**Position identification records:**

#####

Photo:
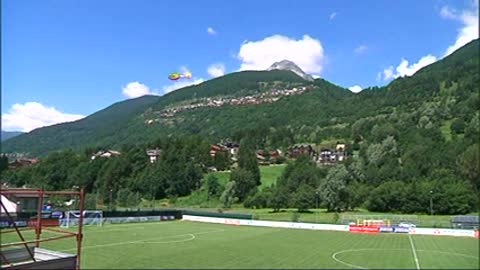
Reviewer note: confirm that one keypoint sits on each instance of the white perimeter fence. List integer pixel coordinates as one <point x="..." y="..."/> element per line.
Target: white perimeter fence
<point x="330" y="227"/>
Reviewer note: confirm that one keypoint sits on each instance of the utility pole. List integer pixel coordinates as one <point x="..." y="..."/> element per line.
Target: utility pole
<point x="431" y="202"/>
<point x="316" y="205"/>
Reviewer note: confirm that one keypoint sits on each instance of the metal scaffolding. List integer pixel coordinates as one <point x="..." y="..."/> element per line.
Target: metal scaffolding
<point x="49" y="259"/>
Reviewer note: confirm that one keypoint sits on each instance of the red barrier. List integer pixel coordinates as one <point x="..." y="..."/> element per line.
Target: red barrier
<point x="232" y="222"/>
<point x="45" y="222"/>
<point x="364" y="229"/>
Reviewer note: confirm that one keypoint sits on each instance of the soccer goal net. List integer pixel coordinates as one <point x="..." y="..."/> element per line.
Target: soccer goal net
<point x="378" y="220"/>
<point x="90" y="217"/>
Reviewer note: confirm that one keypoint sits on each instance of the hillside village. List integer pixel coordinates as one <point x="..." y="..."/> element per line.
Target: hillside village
<point x="267" y="97"/>
<point x="326" y="156"/>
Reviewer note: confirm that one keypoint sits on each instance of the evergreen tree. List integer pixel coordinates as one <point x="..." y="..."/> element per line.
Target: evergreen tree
<point x="247" y="159"/>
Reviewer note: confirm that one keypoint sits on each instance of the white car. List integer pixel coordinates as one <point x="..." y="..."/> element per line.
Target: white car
<point x="406" y="225"/>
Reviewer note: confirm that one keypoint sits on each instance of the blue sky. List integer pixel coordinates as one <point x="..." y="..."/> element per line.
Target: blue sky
<point x="65" y="59"/>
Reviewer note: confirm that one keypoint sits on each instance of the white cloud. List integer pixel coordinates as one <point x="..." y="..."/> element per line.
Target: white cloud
<point x="355" y="88"/>
<point x="136" y="89"/>
<point x="467" y="33"/>
<point x="361" y="49"/>
<point x="388" y="73"/>
<point x="403" y="69"/>
<point x="333" y="15"/>
<point x="307" y="53"/>
<point x="448" y="13"/>
<point x="469" y="29"/>
<point x="32" y="115"/>
<point x="211" y="31"/>
<point x="216" y="70"/>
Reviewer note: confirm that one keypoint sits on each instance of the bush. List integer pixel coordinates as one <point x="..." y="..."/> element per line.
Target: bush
<point x="295" y="217"/>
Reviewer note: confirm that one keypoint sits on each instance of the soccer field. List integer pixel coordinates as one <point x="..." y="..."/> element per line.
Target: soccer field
<point x="184" y="244"/>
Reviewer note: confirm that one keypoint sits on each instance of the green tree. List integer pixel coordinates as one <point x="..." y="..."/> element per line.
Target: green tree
<point x="3" y="163"/>
<point x="122" y="197"/>
<point x="458" y="126"/>
<point x="247" y="159"/>
<point x="212" y="185"/>
<point x="228" y="196"/>
<point x="245" y="183"/>
<point x="469" y="164"/>
<point x="304" y="198"/>
<point x="333" y="190"/>
<point x="280" y="198"/>
<point x="221" y="161"/>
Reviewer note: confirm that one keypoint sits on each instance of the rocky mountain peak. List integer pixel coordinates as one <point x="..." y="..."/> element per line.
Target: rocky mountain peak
<point x="291" y="66"/>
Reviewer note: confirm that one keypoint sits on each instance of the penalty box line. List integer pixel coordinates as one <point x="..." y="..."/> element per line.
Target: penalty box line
<point x="417" y="264"/>
<point x="140" y="241"/>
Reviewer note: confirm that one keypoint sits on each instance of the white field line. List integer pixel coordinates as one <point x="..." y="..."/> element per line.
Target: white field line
<point x="140" y="241"/>
<point x="414" y="253"/>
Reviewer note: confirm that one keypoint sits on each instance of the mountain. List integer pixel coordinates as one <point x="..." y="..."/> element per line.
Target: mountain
<point x="439" y="94"/>
<point x="289" y="65"/>
<point x="9" y="134"/>
<point x="100" y="126"/>
<point x="124" y="122"/>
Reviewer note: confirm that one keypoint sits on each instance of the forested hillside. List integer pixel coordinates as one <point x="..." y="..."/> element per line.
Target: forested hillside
<point x="413" y="141"/>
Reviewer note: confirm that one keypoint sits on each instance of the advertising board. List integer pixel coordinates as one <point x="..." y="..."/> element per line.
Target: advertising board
<point x="364" y="229"/>
<point x="385" y="229"/>
<point x="401" y="230"/>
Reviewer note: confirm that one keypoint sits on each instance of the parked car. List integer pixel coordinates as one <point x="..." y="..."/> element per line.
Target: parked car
<point x="407" y="225"/>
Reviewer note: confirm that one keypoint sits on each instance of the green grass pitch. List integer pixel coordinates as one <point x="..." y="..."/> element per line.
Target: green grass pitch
<point x="184" y="244"/>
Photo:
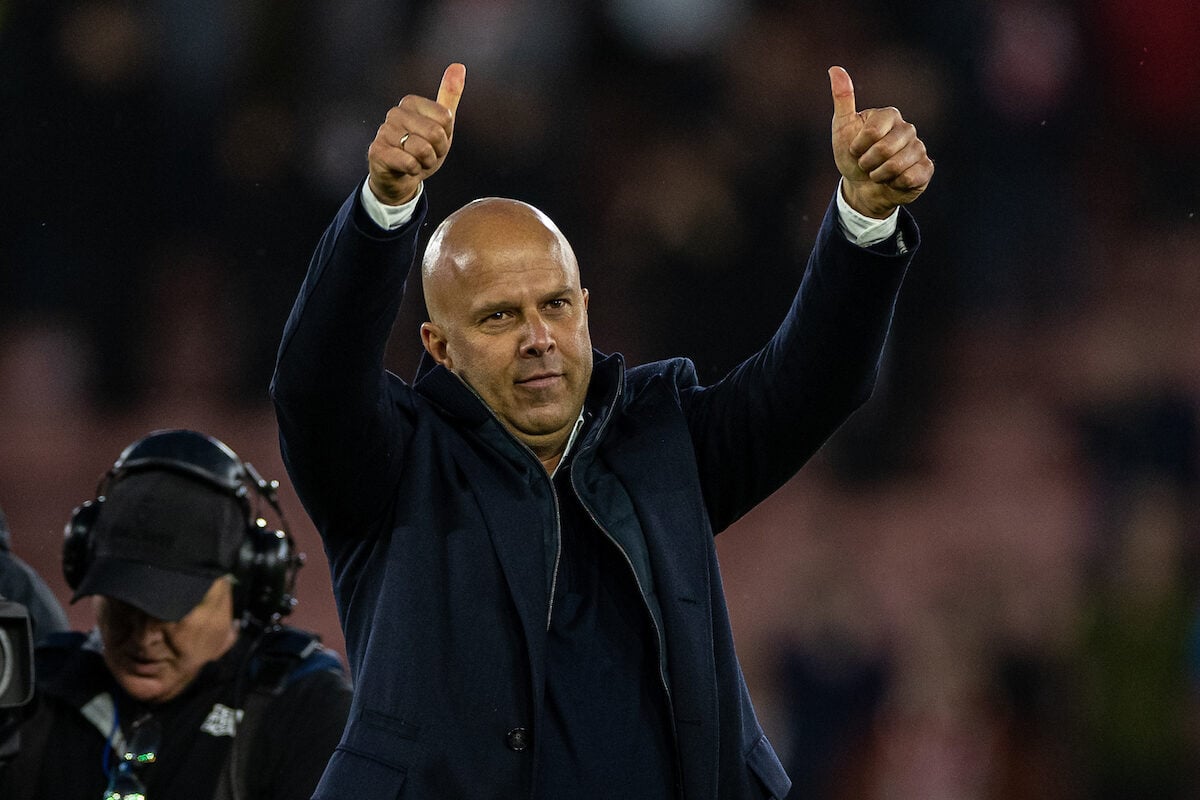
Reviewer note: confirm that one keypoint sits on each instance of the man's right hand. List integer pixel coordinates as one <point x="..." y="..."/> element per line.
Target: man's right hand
<point x="414" y="140"/>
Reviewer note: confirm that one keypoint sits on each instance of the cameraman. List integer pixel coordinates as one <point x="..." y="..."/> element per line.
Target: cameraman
<point x="22" y="584"/>
<point x="189" y="689"/>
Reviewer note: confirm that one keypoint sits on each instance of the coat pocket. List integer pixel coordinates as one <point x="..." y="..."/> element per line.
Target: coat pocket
<point x="766" y="765"/>
<point x="354" y="775"/>
<point x="372" y="759"/>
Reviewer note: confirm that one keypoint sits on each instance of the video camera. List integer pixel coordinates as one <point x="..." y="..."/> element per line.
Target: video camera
<point x="16" y="655"/>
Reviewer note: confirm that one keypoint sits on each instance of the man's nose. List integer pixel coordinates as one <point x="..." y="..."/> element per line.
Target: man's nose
<point x="538" y="337"/>
<point x="142" y="627"/>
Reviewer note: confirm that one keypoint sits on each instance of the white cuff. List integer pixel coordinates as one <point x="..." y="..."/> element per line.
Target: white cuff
<point x="389" y="217"/>
<point x="861" y="229"/>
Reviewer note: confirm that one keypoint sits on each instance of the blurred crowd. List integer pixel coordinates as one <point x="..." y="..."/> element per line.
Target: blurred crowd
<point x="983" y="588"/>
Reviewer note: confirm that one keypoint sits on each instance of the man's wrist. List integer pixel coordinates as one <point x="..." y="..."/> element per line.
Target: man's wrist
<point x="862" y="229"/>
<point x="389" y="217"/>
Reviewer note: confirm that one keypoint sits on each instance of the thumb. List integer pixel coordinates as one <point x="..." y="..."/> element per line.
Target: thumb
<point x="843" y="94"/>
<point x="450" y="90"/>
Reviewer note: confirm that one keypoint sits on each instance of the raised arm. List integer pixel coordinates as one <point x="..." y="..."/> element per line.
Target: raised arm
<point x="342" y="417"/>
<point x="756" y="427"/>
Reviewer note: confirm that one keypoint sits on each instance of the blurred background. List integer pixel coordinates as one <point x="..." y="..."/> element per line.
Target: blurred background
<point x="985" y="583"/>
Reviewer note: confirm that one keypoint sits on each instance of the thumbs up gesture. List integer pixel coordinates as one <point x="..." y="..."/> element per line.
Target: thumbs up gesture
<point x="414" y="139"/>
<point x="882" y="162"/>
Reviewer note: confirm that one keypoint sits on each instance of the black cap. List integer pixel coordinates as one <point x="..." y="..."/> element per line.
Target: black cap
<point x="160" y="541"/>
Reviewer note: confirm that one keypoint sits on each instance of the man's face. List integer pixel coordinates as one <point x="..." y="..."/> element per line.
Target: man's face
<point x="510" y="318"/>
<point x="155" y="660"/>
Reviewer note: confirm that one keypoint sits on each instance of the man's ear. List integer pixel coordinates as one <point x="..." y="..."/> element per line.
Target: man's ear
<point x="436" y="343"/>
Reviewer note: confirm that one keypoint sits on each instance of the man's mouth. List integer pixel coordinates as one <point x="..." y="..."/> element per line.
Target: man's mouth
<point x="539" y="380"/>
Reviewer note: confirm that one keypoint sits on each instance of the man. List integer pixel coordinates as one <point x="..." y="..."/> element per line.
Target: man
<point x="521" y="541"/>
<point x="189" y="687"/>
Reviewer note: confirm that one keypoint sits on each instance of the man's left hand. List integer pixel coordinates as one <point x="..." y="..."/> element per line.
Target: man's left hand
<point x="882" y="162"/>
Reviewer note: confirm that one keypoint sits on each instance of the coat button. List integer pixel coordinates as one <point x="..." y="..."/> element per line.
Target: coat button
<point x="517" y="739"/>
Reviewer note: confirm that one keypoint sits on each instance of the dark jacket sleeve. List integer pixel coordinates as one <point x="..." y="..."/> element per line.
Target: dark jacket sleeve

#####

**To do:** Only the lines from the one containing "of the black" to the end of the listing belong in the output, each reproduced exactly.

**Problem solution:**
Reviewer note: confirm that one keypoint sits on each instance of the black cap. List integer pixel coordinates as one <point x="..." y="..."/> element per line.
Target: black cap
<point x="160" y="541"/>
Reviewer note: confirm that one keypoint sits on each instance of the man's face. List integer pixel coordinates as one <point x="..." y="..."/> element per line.
Target: man's face
<point x="510" y="318"/>
<point x="155" y="660"/>
Reviewer note: confirm that one keypoint sits on each instance of the man's ear. List integer pixel coordinates as one <point x="..." y="..."/> element per line.
Target: man's ear
<point x="436" y="343"/>
Reviewer note: confirm that one keypoint sits on each instance of the man's mouth. List integer pixel coordinates as one <point x="..." y="..."/> element per line.
Target: man's mouth
<point x="539" y="380"/>
Reviewer note: confirm that one keypoint sits on each instance of the man. List integer pixel coordinates as one <point x="..." y="..."/> element per line.
Target: man
<point x="521" y="541"/>
<point x="189" y="687"/>
Reviewer note: confirm that one keypoint sits on each instance of the man's left hand. List integer pixel coordinates as one <point x="..." y="..."/> element per line.
Target: man's left hand
<point x="882" y="162"/>
Reviewer note: confirm that one keypoint sits on each instance of the coat button. List integer pixel coordinates as one <point x="..." y="..."/> element per line.
Target: coat button
<point x="517" y="739"/>
Reviewer note: confirm that one keypoint sits on each instance of the dark jacket sleeve. List integer pixel coordinates as one <point x="..." y="..."/> element per line.
Target: dark jacket sleeve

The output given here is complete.